### Jouw opdracht
Geef het deel van de tekst over de DSM tussen "Volgens de BPS" en "van de BPS.", beide inbegrepen, opnieuw weer en vervang daarin "GGZ-werkers" door "hulpverleners".

Het huidige handboek voor classificatie van stoornissen de DSM-IV is ook in Nederland de ‘GGZ bijbel’, gebruikt door psychiaters, (klinisch) psychologen en psychotherapeuten om een diagnose van een patient op te stellen. Sinds de invoering van de DBC (Diagnose Behandeling Combinatie) is het stellen van een classificatie op basis van de DSM-IV noodzakelijk om inning van consulten bij de ziektekostenverzekeraar mogelijk te maken.
Veel psychiaters en vrijgevestigde psychotherapeuten vinden de DBC vreselijk vanwege de administratieve rondslomp, privacyproblemen van patienten en vooral ook om het feit dat het stellen van een snelle diagnose vaak niet haalbaar is, maar toch verplicht met oog op vergoeding.
Naar verwachting in 2013 wordt de DSM-IV vervangen door de DSM-V. De Britse beroepsvereniging van psychologen (BPS), schreef onlangs een opmerkelijke brief met veel kritiek over de nieuwe DSM-V in wording aan de American Psychiatric Association (APA), die vanaf 1952 de DSM-versies heeft opgesteld en uitgegeven. Naast de ‘overdreven diagnose’ van voorheen psychisch gezond gedrag is de brief ook vooral kritisch over de steeds meer bepalende plaats die de DSM inneemt bij de behandeling van psychische stoornissen.
Volgens de BPS kan de DSM-V beter op de schop en men ziet liever dat geinvesteerd wordt in een samenwerking met GGZ-werkers in VS en Europa. Het Nederlands Instituut voor Psychologen (NIP) is het eens met de inhoud van deze brief van de BPS.
Het wordt daarom hoog tijd om klinisch psychologen, psychiaters en psychotherapeuten beter met elkaar in contact te laten komen en een nieuw en beter op de huidige behoefte en wetenschappelijk onderzoek afgestemd psychodiagnostisch instrument te ontwikkelen, want dat is kennelijk volgens veel partijen hard nodig.

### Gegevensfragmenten

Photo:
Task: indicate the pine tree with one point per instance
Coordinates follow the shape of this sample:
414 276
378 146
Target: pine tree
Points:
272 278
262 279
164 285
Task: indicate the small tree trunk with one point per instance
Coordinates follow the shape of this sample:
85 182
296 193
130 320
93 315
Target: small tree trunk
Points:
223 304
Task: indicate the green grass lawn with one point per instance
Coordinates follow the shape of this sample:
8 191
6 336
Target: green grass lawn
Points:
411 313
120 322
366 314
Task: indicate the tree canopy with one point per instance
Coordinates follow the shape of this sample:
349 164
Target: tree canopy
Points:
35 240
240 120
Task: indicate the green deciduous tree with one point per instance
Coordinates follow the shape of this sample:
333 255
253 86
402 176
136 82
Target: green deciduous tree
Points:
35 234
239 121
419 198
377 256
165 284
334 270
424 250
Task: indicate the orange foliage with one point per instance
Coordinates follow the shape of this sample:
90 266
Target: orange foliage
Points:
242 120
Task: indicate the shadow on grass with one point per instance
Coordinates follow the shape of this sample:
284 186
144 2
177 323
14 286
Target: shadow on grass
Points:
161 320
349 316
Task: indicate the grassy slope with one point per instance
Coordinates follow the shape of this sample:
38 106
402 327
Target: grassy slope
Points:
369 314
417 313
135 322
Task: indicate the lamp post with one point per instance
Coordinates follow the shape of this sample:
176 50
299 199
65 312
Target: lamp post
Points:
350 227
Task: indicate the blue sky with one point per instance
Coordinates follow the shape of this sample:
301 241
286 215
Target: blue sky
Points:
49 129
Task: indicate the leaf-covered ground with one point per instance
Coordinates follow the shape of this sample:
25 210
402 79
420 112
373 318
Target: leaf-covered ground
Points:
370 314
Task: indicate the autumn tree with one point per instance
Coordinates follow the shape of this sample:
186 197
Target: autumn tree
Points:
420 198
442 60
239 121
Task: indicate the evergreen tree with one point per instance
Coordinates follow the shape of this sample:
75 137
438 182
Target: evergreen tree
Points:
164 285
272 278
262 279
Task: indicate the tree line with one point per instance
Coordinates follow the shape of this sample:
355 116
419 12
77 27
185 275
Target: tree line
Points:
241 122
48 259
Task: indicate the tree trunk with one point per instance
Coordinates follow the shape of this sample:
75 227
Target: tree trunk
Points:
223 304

### Oplossing hieronder
Volgens de BPS kan de DSM-V beter op de schop en men ziet liever dat geinvesteerd wordt in een samenwerking met hulpverleners in VS en Europa. Het Nederlands Instituut voor Psychologen (NIP) is het eens met de inhoud van deze brief van de BPS.